14th October 2015
I recently spoke at EARL in London. For those of you who weren’t lucky enough to be there, here’s what you missed. For those who were there, here’s a lasting reminder of what I’m sure was a momentous time in your life.
The main point is how can we productise exploratory R code efficiently and effectively using license free tools. The slides are shown below with comments below some of the slides. In many cases we have used Python wrappers to build additional infrastructure around our R code given the general purpose power of Python compared to R.
The key point of this presentation is to outline our experience at Analytics Engines in the productisation of two existing R based algorithms, one in Bio-informatics/Pharma and the other in Financial technology.
It is often the case that exploratory code developed in a iterative fashion to solve a data science question may not be production ready. It is often too slow, not robust under error conditions, not scalable to multiple machines/cores and requires manual driving.
To reduce the pain of productising existing exploratory code we want to minimise the amount of code changes required. We can achieve this by leveraging existing technologies as much as possible. Watch out for NIH (not invented here) syndrome and instead reuse mature components.

(Extracted records)
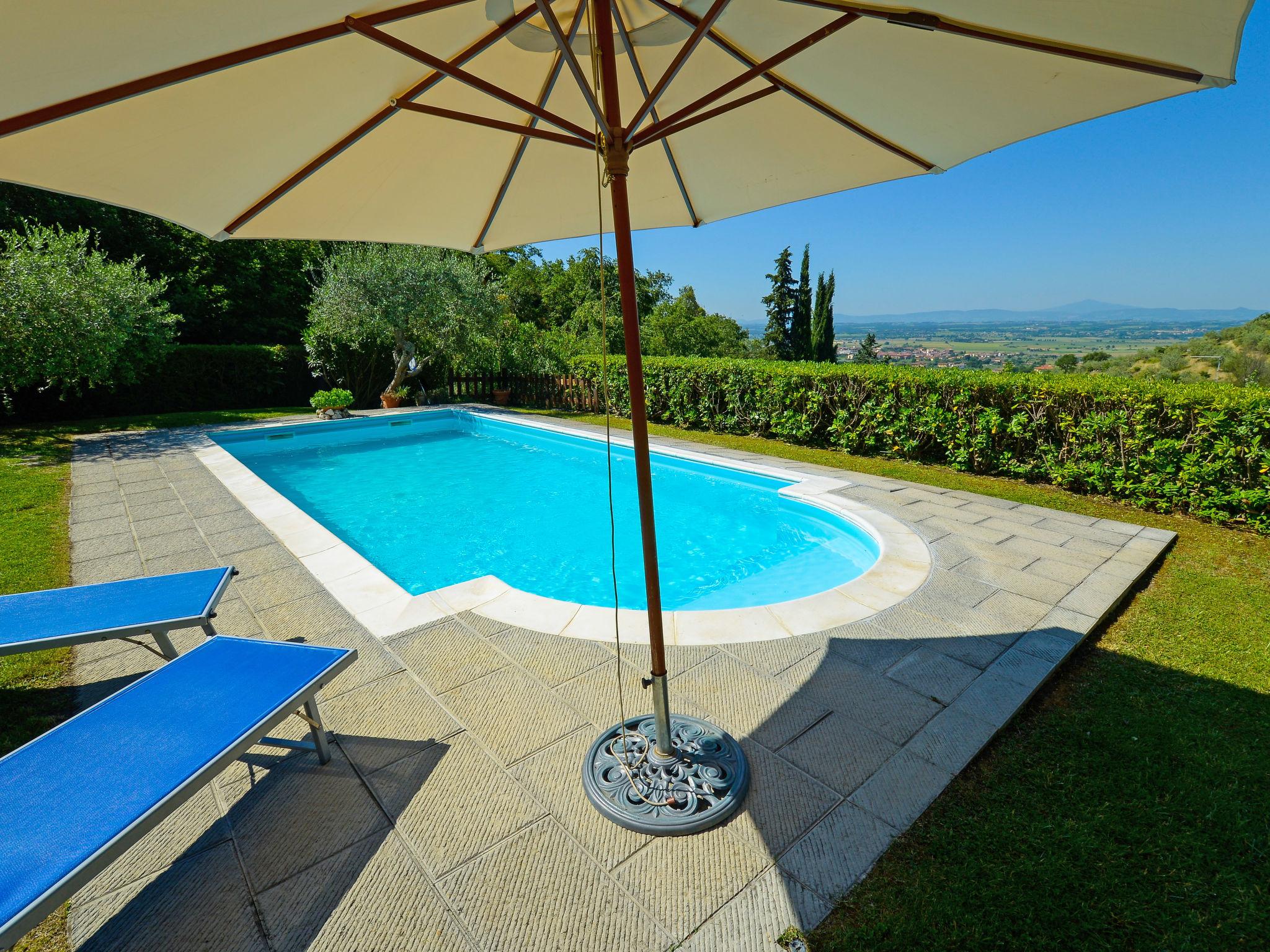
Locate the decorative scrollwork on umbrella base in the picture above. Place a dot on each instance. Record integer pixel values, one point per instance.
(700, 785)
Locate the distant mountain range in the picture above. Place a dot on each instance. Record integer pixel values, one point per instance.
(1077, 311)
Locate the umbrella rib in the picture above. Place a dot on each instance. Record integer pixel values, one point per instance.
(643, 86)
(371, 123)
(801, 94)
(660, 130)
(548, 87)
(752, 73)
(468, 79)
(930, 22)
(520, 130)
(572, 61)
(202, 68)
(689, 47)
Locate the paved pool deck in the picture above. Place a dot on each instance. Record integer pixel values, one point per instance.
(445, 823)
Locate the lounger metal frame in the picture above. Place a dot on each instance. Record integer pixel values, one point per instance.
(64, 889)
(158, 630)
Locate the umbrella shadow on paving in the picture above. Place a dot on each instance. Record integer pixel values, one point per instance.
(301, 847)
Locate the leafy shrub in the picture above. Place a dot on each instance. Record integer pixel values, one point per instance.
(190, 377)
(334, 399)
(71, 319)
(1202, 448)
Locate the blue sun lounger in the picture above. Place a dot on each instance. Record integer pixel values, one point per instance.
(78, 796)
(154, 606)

▶ [Activity list]:
- A) According to the post about productising exploratory R code, what shortcomings can exploratory code have that keep it from being production ready? List all of them.
- B) Return the passage of the post on productising R code between "The key point" and "in Financial technology.", inclusive.
- C) Resume the post on productising exploratory R code from where it stops.
The records are separate material and do not belong to the post about productising R code.

▶ [Per-task outputs]:
- A)
- It is often too slow.
- It is not robust under error conditions.
- It is not scalable to multiple machines/cores.
- It requires manual driving.

- B)
The key point of this presentation is to outline our experience at Analytics Engines in the productisation of two existing R based algorithms, one in Bio-informatics/Pharma and the other in Financial technology.

- C)
Automate: Remove manual steps and do as much as possible programmatically.
Parameterise: Choose what knobs need to be turned and expose only these to the rest of the system.
Optimise: Find the slow parts of your program and make them faster.
In first case we looked at a pipeline containing multiple technologies used for DNA microarray analysis.
To enable large scale discovery we needed to increase the amount of automation and make the code cloud-ready by removing tools with unsuitable licenses for cloud usage.
Wrapping R code up in RPy2 provides relatively easy integration with Python, meaning we can add more flexibility to the pipeline.
We want to retain as much of the existing core IP as possible from R. The additional tools built around this core IP allow us to significantly enhance its capability.
In our FinTech case study in bond analytics, our requirements were mainly around automation for daily loads from a financial data provider and also optimisation, so that new data could be processed nightly and new predictions made in time for reopening of the markets.
Sometimes the location of performance bottlenecks can be surprising. Our initial profiling tests using Intel Vtune uncovered an interesting bottleneck. It was assumed that the bottleneck was in the predictive algorithm implementation. We found that it was actually due to R garbage collection, triggered by the code creating a large number of temporary objects.
Rcpp is a fantastic tool easing the integration of R and C++. This can lead to huge performance improvements in some cases. For this piece of code the speedup was ~600x.
To generate the same results as your original R when using R Random Number Generators, be careful to use RNGScope and the RCPP RNG Api.
The R rbenchmark package is great for testing your optimisations in a standalone environment.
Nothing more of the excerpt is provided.